Work to be completed:
Emit the entire listing verbatim.

++++++++++

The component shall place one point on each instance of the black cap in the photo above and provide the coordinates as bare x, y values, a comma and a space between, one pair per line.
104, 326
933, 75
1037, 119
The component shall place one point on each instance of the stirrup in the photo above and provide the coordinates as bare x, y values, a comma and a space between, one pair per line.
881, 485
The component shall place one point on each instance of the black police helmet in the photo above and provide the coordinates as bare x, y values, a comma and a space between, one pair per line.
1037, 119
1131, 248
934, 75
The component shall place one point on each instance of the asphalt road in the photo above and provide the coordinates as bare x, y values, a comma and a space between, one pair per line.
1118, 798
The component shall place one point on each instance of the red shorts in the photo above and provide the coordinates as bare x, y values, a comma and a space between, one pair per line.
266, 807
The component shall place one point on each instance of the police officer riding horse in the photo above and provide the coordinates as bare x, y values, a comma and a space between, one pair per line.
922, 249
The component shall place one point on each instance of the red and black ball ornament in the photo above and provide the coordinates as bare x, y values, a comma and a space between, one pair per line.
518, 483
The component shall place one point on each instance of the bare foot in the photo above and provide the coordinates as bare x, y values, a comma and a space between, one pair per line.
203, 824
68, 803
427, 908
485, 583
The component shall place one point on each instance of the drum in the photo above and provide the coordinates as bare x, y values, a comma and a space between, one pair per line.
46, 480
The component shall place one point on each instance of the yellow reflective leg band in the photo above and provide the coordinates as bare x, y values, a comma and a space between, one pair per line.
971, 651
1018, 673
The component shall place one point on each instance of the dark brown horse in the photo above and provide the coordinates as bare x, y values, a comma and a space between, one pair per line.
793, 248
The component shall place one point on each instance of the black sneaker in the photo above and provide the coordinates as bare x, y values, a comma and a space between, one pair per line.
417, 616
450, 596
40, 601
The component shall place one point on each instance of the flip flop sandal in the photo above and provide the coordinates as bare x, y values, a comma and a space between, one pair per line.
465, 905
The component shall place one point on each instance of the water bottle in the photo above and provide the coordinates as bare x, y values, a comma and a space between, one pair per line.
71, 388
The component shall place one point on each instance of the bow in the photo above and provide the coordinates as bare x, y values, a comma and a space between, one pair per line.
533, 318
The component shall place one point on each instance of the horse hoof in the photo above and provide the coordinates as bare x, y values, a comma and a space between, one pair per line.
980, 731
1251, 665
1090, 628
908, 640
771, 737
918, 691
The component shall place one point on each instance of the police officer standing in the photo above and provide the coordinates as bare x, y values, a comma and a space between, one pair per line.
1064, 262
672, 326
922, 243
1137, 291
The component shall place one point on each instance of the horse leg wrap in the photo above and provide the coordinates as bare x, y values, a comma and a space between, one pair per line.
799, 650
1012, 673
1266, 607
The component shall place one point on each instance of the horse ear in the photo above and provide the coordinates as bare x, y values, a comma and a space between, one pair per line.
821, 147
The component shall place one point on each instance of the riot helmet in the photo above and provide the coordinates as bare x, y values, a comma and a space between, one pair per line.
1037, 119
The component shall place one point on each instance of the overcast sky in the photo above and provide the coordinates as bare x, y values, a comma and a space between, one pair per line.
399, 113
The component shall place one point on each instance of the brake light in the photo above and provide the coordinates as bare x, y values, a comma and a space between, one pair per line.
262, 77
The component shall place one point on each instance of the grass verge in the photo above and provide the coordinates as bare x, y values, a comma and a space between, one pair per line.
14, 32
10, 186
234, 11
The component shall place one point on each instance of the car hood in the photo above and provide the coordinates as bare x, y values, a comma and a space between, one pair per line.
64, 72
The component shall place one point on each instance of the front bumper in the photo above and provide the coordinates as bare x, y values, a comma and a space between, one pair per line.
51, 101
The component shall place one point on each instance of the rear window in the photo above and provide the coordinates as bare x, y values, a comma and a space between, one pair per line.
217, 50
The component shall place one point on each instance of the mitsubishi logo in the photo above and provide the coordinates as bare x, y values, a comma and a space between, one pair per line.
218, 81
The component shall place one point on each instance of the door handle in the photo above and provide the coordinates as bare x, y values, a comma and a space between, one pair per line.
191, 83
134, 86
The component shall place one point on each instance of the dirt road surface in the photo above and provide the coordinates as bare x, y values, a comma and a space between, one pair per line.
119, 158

++++++++++

Exercise solution:
The component shall place one point on each instance of the black cap in the photo above and provide the coordinates as bare x, y values, a comma and a space between, one pair per line.
104, 326
933, 75
1037, 119
The component shall place one point on each instance of the stirrup in the photo above and provide the coordinates as bare x, y values, a comma and a space between, one pair per line.
881, 485
The component shall place one point on each instance of the black police helmet in the photo above and provide the coordinates as bare x, y values, a comma and a space between, one pair per line.
1037, 119
1131, 248
934, 75
The component shall place one point on each instance of the asphalt road in the photo above and provide the coordinates as bare x, y values, a comma and a space between, one pair per line.
1118, 798
The component shall place one point on each instance of the red shorts in the photo above and provide the coordinates as bare x, y values, a comma and a space between, one pair per line.
266, 807
The component shall place one point on each instance of the police officer riding horse in the photo above and provide the coordinates as bare x, y values, a comma and a space between, one pair per line.
922, 249
The component shall place one point on each instance of the red and black ball ornament in the photo above and provide the coordinates as bare x, y values, a comma and a space between, one pair per line.
518, 483
The component shall place one point on each instance of the bare foot in the photo above and provide the coordinates as bare x, y values, a comma and a space between, one pair per line.
203, 824
68, 803
427, 908
485, 583
The component shall place one point on each instance of the drum in the photo above and provide the coordinates as bare x, y values, a comma and a space between, one pair per line.
46, 480
The component shall place one point on each instance of the yellow reflective leg band in the photo above and provide the coordinates as bare x, y values, a comma and a space between, one pair per line.
971, 651
1018, 673
The component shall place one point on each instance of the dark brown horse in the photo above and provide the coordinates as bare x, y values, a comma and a space between, one pair per line.
793, 248
The component shall place one point on each instance of the black sneaker in the photo above and provide the coordinates as bare x, y values, a comma and a space between, one pair per line.
417, 616
450, 596
40, 601
The component shall place one point on each instance of the flip flop sandal in the photo above and provide the coordinates as bare x, y values, a comma and a space between, one pair per line.
465, 905
The component shall place one point on each instance of the water bottle in the photo above and provide the coordinates as bare x, y values, a comma and a space between, one pair per line.
71, 388
The component shall place one point on each instance of the bow in the photo above and provide the coordinates as bare x, y values, a comma and a space between, one pair per line.
533, 318
The component shall place one point on each instance of the horse hoof in the photo above and provide the coordinates as bare x, y values, a comma and a space between, one pair per line.
980, 731
1251, 665
1090, 628
908, 640
771, 737
918, 691
The component shall place one point on each instance of the police officer standing in the photo above and provide the coordinates as bare x, y values, a comma and a space between, one pair per line.
1064, 262
672, 326
922, 243
1137, 291
The component shall place one point on each instance of the horse leg wrap in the photo above and provide the coordinates as bare x, y values, a comma and a space between, one pair per line.
799, 650
1012, 673
1266, 607
The component shall place one point on each instance of the horse ear in the photo above and provide the coordinates as bare x, y values, a comma and a space between, one pair per line.
821, 147
The component shall place one point on each instance of the riot helmet in the photo above and provide the coordinates as bare x, y values, a comma and a space between, one pair per line.
1037, 119
The component shall place one point on each instance of the overcast sky in the photo above and provide the coordinates as bare x, y values, a comma and a space between, one pair per line.
399, 113
The component shall place one point on each instance of the brake light in the photo above and provide the coordinates as bare x, y values, a comma and a space between, one pair per line.
262, 77
The component shall place one point on each instance of the grass verge in the photo above and provide the coordinates as bare x, y values, a comma and a space between, one pair per line.
14, 32
10, 186
234, 11
The component shall place one point on each instance of the car hood in the photo above and provide the coordinates as bare x, y values, a comma and a space between, one pair per line.
64, 72
The component shall place one point on each instance of the front bumper in the photo above and provide the coordinates as bare x, y values, a comma and a space between, one pair per line.
51, 101
The component shall place one point on each instance of the rear window in the photo above and provide the coordinates as bare x, y values, a comma and a space between, one pair per line.
217, 50
The component shall place one point on each instance of the mitsubishi logo in the photo above and provide the coordinates as bare x, y values, a comma and a space between, one pair per line.
218, 81
The component shall place one point on each instance of the door handle in the photo above and provide the coordinates as bare x, y values, a comma and a space between, one pair per line.
191, 83
134, 86
The component shall place one point on each instance of the dirt road surface in the photo above and provide the coordinates as bare x, y values, a comma and a space between, one pair per line.
119, 158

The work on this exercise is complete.